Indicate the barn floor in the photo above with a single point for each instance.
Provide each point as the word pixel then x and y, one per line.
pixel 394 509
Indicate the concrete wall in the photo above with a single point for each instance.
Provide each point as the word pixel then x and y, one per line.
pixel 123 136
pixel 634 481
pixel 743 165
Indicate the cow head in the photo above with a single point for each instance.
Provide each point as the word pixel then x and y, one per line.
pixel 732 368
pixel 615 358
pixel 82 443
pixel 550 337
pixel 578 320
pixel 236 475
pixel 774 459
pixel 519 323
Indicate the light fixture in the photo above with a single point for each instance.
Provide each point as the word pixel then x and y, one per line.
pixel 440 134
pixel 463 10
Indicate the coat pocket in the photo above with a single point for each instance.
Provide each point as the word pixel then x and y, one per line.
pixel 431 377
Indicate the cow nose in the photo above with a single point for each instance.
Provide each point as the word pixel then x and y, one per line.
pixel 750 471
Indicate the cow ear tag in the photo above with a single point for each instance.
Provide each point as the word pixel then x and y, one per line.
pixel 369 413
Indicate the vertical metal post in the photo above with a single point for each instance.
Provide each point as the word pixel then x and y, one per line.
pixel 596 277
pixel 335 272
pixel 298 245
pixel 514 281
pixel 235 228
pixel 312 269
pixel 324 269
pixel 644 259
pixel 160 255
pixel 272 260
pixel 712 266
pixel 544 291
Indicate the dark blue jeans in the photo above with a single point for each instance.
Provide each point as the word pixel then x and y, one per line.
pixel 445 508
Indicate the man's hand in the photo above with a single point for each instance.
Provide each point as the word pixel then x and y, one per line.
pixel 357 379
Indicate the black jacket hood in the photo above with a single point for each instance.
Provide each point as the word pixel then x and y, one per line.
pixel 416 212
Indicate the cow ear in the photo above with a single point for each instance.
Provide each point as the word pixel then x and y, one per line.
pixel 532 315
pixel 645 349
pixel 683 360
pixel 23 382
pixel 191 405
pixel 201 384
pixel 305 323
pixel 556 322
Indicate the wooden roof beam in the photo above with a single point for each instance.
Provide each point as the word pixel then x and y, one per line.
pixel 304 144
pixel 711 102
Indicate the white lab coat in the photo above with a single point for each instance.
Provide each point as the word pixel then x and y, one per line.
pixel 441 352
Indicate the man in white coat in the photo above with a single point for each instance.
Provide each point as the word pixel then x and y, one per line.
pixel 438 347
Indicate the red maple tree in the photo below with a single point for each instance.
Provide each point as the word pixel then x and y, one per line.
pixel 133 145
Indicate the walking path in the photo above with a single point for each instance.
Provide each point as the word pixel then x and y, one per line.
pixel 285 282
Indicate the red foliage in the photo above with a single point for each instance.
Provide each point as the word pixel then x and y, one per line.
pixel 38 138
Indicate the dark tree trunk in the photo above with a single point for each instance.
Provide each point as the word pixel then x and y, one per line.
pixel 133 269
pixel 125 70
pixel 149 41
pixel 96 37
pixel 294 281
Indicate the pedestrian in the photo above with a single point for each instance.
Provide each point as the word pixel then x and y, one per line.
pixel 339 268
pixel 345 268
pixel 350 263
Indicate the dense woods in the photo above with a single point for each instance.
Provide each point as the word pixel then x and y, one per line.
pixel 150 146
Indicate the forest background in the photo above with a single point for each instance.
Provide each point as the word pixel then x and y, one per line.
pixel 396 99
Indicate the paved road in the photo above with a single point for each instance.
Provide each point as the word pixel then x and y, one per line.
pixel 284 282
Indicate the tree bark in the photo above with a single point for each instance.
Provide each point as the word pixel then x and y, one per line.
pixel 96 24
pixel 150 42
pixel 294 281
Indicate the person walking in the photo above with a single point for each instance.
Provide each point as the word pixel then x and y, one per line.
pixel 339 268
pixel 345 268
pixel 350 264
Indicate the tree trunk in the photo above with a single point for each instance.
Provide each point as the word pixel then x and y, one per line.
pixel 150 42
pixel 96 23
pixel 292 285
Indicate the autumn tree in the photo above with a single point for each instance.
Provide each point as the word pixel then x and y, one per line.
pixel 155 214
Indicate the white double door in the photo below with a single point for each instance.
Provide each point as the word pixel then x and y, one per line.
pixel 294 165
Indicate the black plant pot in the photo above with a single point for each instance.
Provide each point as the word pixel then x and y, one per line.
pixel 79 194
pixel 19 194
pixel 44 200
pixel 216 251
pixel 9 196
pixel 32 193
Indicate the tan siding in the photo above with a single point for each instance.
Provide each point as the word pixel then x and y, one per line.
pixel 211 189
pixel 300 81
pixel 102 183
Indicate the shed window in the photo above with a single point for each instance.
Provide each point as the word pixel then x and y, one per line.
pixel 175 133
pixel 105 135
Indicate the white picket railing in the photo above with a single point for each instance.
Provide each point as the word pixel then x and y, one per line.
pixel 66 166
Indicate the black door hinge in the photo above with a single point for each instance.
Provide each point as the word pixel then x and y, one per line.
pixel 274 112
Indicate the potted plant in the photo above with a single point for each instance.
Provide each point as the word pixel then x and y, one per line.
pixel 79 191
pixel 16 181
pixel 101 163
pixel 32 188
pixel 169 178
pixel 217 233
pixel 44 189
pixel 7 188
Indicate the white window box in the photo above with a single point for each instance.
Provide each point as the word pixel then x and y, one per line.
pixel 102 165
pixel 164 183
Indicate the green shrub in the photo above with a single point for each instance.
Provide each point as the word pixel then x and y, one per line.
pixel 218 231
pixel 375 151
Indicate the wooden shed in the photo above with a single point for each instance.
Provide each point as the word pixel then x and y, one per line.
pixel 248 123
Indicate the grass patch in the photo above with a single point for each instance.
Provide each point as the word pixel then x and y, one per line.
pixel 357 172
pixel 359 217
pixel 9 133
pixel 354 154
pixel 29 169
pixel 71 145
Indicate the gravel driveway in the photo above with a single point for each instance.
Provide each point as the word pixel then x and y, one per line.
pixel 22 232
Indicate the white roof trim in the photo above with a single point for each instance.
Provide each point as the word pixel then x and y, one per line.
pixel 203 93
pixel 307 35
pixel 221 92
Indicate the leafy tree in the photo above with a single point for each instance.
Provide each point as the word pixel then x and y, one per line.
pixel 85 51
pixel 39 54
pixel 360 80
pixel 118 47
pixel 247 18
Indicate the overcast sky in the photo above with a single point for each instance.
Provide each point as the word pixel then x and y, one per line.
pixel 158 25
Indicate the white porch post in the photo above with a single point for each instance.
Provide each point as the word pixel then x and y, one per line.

-- Given exercise --
Could you render every line of the rows above as a JSON list of strings, one string per line, with blank lines left out?

-- Final result --
[
  "Indicate the barn floor in the photo above with a single point for each instance.",
  "Provide each point as the word pixel then x and y, one per line.",
  "pixel 394 509",
  "Indicate the concrete wall in the photo above with a single point for each instance.",
  "Provide each point as the word pixel then x and y, one per line.",
  "pixel 123 136",
  "pixel 634 481",
  "pixel 743 165",
  "Indicate the cow head in the photo above with a single point for each instance.",
  "Provide each point as the word pixel then x and y, one per line.",
  "pixel 732 368",
  "pixel 615 358",
  "pixel 82 443",
  "pixel 550 337",
  "pixel 578 320",
  "pixel 236 475",
  "pixel 774 459",
  "pixel 519 323",
  "Indicate the light fixture in the photo above with a single point for each instance.",
  "Provide each point as the word pixel then x and y, one per line.",
  "pixel 440 134",
  "pixel 463 10",
  "Indicate the coat pocket in the photo above with a single point for each instance.",
  "Provide each point as the word pixel then x and y, one per line.",
  "pixel 431 377",
  "Indicate the cow nose in the photo above with a single point for each instance.",
  "Provide each point as the word pixel then x and y, one per line.",
  "pixel 750 471",
  "Indicate the cow ear tag in the photo above with a single point for each instance.",
  "Provide each point as the word pixel then x and y, one per line.",
  "pixel 369 413",
  "Indicate the vertical metal post in the photo above with a single point for each instance.",
  "Provide each point as the word pixel then x and y, one per line.",
  "pixel 596 277",
  "pixel 335 272",
  "pixel 298 245",
  "pixel 514 281",
  "pixel 235 228",
  "pixel 312 269",
  "pixel 324 269",
  "pixel 644 259",
  "pixel 160 255",
  "pixel 272 260",
  "pixel 712 266",
  "pixel 544 291",
  "Indicate the dark blue jeans in the photo above with a single point for each instance.",
  "Provide each point as the word pixel then x and y, one per line.",
  "pixel 445 508",
  "Indicate the man's hand in the photo above with a single point for each instance.",
  "Provide each point as the word pixel then x and y, one per line.",
  "pixel 357 379",
  "Indicate the black jacket hood in the photo above with a single point for each instance.",
  "Provide each point as the word pixel then x and y, one per line.",
  "pixel 416 212",
  "Indicate the cow ear in the photo above with a single point for each instance.",
  "Provide each point as the word pixel then x and y, one per line.",
  "pixel 532 315",
  "pixel 645 349",
  "pixel 683 360",
  "pixel 23 382",
  "pixel 191 405",
  "pixel 201 384",
  "pixel 305 323",
  "pixel 556 322",
  "Indicate the wooden roof beam in the photo above with a single point for each instance.",
  "Provide each point as the word pixel then x and y, one per line.",
  "pixel 304 144",
  "pixel 711 102",
  "Indicate the white lab coat in the photo above with a single point for each instance.",
  "Provide each point as the word pixel then x and y, one per line.",
  "pixel 441 352",
  "Indicate the man in white coat in the photo above with a single point for each instance.",
  "Provide each point as the word pixel then x and y, one per line.",
  "pixel 438 347",
  "Indicate the red maple tree in the photo below with a single point for each instance.",
  "Provide each point as the word pixel then x and y, one per line.",
  "pixel 133 145",
  "Indicate the walking path in the photo above with a single point for each instance.",
  "Provide each point as the word pixel then x and y, one per line.",
  "pixel 285 282",
  "Indicate the red foliage in the photo above with a single point for each instance.",
  "Provide each point as the word pixel then x and y, one per line.",
  "pixel 38 138",
  "Indicate the dark tree trunk in the photo above with a single point for each instance.",
  "Provide each point as the word pixel then x and y, one per line.",
  "pixel 133 269",
  "pixel 125 70",
  "pixel 149 41",
  "pixel 96 37",
  "pixel 294 281",
  "Indicate the pedestrian in the photo above with a single point for each instance.",
  "Provide each point as the word pixel then x and y, one per line.",
  "pixel 339 268",
  "pixel 345 268",
  "pixel 350 263",
  "Indicate the dense woods in the photo above with a single point for each instance.",
  "Provide each point as the word pixel then x and y, one per line.",
  "pixel 150 146",
  "Indicate the forest background in the photo above with a single point for each instance.",
  "Provide each point as the word pixel then x and y, one per line.",
  "pixel 396 99",
  "Indicate the paved road in the photo above with a single point for each instance.",
  "Provide each point as the word pixel then x and y, one per line.",
  "pixel 284 282",
  "Indicate the tree bark in the photo above with a single point for each instance.",
  "Provide each point as the word pixel then x and y, one per line.",
  "pixel 96 24",
  "pixel 150 42",
  "pixel 294 281",
  "Indicate the person walking in the photo above with a single point for each instance.",
  "Provide each point as the word pixel then x and y, one per line.",
  "pixel 339 268",
  "pixel 345 268",
  "pixel 350 264",
  "Indicate the tree trunk in the photo above with a single point for each instance.",
  "Provide each point as the word pixel then x and y, one per line.",
  "pixel 150 42",
  "pixel 96 23",
  "pixel 292 285",
  "Indicate the autumn tree in the photo above with a single point for each instance.",
  "Provide each point as the word pixel then x and y, one per line.",
  "pixel 155 214",
  "Indicate the white double door in the photo below with a single point for each instance.",
  "Provide each point as the word pixel then x and y, one per line.",
  "pixel 294 165",
  "Indicate the black plant pot in the photo above with a single point for each instance.",
  "Provide each point as the word pixel then x and y, one per line.",
  "pixel 79 194",
  "pixel 19 194",
  "pixel 44 200",
  "pixel 216 251",
  "pixel 9 196",
  "pixel 32 193",
  "Indicate the tan siding in the photo above with a single point for each instance.",
  "Provide each point as the word pixel then x and y, one per line.",
  "pixel 211 189",
  "pixel 300 81",
  "pixel 102 183",
  "Indicate the shed window in the photo above with a single point for each instance.",
  "Provide each point as the word pixel then x and y, one per line.",
  "pixel 175 133",
  "pixel 105 135",
  "Indicate the white picket railing in the photo above with a single point for each instance.",
  "Provide each point as the word pixel then x and y, one per line.",
  "pixel 66 166",
  "Indicate the black door hinge in the photo above with a single point for each instance.",
  "Provide each point as the word pixel then x and y, one per line.",
  "pixel 274 112",
  "Indicate the potted plant in the photo above with a single point for each instance.",
  "Provide each point as the word pixel then x and y, one per line.",
  "pixel 79 191",
  "pixel 16 181",
  "pixel 101 163",
  "pixel 32 188",
  "pixel 169 178",
  "pixel 217 233",
  "pixel 44 189",
  "pixel 7 188",
  "Indicate the white window box in the photo above with a single point for each instance.",
  "Provide each point as the word pixel then x and y, one per line.",
  "pixel 102 165",
  "pixel 164 183",
  "Indicate the green shrub in the photo above with a single point for each instance.",
  "Provide each point as the word pixel then x and y, one per line.",
  "pixel 218 231",
  "pixel 375 151",
  "Indicate the wooden shed in the photo above with a single point for each instance.",
  "Provide each point as the word pixel then x and y, one per line.",
  "pixel 248 123",
  "Indicate the grass patch in the photo above with a single point for each instance.",
  "Provide each point as the word pixel then x and y, one per line.",
  "pixel 357 172",
  "pixel 359 217",
  "pixel 9 133",
  "pixel 354 154",
  "pixel 29 169",
  "pixel 71 145",
  "Indicate the gravel driveway in the photo above with a single point for each instance.",
  "Provide each point as the word pixel then x and y, one per line.",
  "pixel 22 232",
  "Indicate the white roof trim in the photo above with a single point for each instance.",
  "Provide each point as the word pixel then x and y, one per line.",
  "pixel 203 93",
  "pixel 307 35",
  "pixel 221 92",
  "Indicate the leafy tree in the photo above with a single point for each instance.",
  "Provide each point as the word pixel then x and y, one per line.",
  "pixel 85 51",
  "pixel 39 54",
  "pixel 360 80",
  "pixel 118 47",
  "pixel 247 18",
  "Indicate the overcast sky in the photo above with a single point for each instance.",
  "Provide each point as the word pixel then x and y, one per line.",
  "pixel 158 25",
  "Indicate the white porch post in the photo above with a single point for each instance.",
  "Provide each point as the word pixel then x and y, one per line."
]